CHALLENGE 1:
Set down the blog entry below word for word, from "Bird Droppings January" to "are considered holy.".

EXCERPTED TEXT:
Bird Droppings January 22, 2013
Can passion be acquired?
“To speak so listeners long to hear more and to listen so others’ meaning is grasped are the ideals of the impeccably great.” Tirukkural 65:646
When I first read the passage from the Tirukkural I thought of a few words from Albert Einstein that I have used in my daily meanderings many times for several years. I first used this quote in a presentation for my Capstone in my master’s degree program at Piedmont College nearly ten years ago. For me real teaching is making such an impact. I have used passages over the years from the Tirukkural always considering it to be simply Hindu literature, by chance I looked it up further and over 2000 years old its original religious significance is questioned by scholars yet both the writer and words are considered holy.

CHALLENGE 2:
Identify each line of the records below that contains the string "commands" with matching case, and copy those lines.

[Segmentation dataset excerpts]
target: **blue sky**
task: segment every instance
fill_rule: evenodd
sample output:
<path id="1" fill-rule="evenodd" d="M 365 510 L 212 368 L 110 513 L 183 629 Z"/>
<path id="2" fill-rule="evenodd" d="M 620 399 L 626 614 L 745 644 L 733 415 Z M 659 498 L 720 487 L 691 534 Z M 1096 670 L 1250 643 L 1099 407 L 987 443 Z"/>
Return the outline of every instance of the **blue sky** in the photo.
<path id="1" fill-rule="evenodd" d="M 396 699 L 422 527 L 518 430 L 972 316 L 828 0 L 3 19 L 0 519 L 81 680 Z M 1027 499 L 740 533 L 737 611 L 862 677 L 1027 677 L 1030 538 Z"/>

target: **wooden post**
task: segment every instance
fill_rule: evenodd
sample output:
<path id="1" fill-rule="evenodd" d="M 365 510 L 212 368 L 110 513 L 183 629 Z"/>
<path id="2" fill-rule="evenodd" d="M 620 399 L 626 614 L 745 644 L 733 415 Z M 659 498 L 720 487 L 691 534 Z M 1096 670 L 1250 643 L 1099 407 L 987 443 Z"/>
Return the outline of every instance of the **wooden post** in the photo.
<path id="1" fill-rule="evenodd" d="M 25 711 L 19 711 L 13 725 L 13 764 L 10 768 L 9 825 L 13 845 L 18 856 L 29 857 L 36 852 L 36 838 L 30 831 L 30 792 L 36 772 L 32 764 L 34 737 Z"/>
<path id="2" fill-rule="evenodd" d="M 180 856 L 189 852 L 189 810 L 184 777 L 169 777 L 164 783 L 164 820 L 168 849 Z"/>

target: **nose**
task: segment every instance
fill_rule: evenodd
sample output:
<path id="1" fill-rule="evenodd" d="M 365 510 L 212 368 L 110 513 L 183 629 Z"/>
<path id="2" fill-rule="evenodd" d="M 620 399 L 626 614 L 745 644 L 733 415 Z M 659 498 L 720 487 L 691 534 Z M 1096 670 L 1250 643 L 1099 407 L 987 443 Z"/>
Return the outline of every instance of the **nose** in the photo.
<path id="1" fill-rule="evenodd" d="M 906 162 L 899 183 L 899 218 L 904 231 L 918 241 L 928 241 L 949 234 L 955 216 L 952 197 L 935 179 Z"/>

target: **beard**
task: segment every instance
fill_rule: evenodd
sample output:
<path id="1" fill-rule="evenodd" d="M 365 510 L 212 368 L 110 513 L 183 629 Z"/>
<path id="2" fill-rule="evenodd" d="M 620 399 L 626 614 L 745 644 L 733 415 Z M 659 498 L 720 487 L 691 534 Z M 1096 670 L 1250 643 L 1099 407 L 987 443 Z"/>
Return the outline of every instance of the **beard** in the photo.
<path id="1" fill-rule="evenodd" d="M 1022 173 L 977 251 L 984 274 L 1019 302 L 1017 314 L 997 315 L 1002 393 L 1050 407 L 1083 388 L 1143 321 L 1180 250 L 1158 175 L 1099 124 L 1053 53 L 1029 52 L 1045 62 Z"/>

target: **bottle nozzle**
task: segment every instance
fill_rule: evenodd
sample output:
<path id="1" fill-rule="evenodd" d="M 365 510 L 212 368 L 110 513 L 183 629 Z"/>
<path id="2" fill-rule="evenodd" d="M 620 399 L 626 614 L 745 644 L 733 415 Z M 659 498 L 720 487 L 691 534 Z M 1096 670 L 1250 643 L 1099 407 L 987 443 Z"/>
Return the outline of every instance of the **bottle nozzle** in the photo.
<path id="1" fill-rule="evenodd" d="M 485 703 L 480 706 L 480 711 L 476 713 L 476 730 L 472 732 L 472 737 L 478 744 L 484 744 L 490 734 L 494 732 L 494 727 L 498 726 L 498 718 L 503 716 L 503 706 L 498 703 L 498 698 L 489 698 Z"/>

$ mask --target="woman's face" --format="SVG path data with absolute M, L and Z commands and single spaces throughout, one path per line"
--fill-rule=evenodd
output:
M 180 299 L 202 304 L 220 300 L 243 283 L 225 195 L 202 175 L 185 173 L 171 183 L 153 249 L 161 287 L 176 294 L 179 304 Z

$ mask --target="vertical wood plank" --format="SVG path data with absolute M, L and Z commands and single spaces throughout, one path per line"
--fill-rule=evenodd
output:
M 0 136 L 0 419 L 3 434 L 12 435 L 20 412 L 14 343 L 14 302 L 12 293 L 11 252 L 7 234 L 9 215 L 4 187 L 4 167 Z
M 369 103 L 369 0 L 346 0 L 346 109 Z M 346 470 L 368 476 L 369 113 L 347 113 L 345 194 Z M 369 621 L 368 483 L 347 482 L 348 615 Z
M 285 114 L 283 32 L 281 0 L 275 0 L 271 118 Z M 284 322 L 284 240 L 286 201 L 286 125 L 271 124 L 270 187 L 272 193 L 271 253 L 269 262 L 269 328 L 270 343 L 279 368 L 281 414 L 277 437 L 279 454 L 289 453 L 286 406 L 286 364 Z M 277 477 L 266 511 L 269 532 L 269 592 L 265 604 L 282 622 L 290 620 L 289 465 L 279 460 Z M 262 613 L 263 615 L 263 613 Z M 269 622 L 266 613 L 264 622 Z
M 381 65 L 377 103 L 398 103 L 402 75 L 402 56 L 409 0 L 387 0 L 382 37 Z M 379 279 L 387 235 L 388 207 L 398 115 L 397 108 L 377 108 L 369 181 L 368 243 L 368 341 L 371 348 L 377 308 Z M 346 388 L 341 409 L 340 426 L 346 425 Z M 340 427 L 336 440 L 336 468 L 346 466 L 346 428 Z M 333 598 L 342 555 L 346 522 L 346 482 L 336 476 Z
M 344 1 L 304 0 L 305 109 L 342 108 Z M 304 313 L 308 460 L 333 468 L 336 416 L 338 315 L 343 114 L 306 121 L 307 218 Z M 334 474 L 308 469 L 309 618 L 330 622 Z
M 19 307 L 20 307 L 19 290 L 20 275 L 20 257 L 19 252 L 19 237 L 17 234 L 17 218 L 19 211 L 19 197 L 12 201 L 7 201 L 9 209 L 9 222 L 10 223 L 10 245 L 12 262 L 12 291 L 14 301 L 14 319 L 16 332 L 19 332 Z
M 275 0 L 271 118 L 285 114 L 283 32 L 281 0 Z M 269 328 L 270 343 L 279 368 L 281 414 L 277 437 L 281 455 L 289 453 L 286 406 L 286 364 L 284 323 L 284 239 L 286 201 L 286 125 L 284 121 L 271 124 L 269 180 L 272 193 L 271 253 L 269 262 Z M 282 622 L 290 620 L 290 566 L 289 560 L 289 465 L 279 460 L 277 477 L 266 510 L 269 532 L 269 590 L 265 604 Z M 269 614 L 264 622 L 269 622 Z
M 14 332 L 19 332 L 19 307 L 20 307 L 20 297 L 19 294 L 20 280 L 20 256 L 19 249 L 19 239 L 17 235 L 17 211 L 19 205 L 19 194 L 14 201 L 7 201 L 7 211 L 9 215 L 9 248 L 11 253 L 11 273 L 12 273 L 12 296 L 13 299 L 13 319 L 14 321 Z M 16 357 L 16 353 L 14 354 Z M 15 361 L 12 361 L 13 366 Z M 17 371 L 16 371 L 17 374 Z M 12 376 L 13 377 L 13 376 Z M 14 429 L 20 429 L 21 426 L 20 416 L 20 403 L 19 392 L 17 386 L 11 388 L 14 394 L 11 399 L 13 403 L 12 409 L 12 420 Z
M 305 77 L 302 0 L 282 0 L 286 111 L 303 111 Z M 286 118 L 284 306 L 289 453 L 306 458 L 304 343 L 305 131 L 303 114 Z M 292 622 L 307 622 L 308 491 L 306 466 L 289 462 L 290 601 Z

EXERCISE OUTPUT 1:
Bird Droppings January 22, 2013
Can passion be acquired?
“To speak so listeners long to hear more and to listen so others’ meaning is grasped are the ideals of the impeccably great.” Tirukkural 65:646
When I first read the passage from the Tirukkural I thought of a few words from Albert Einstein that I have used in my daily meanderings many times for several years. I first used this quote in a presentation for my Capstone in my master’s degree program at Piedmont College nearly ten years ago. For me real teaching is making such an impact. I have used passages over the years from the Tirukkural always considering it to be simply Hindu literature, by chance I looked it up further and over 2000 years old its original religious significance is questioned by scholars yet both the writer and words are considered holy.

EXERCISE OUTPUT 2:
$ mask --target="woman's face" --format="SVG path data with absolute M, L and Z commands and single spaces throughout, one path per line"
$ mask --target="vertical wood plank" --format="SVG path data with absolute M, L and Z commands and single spaces throughout, one path per line"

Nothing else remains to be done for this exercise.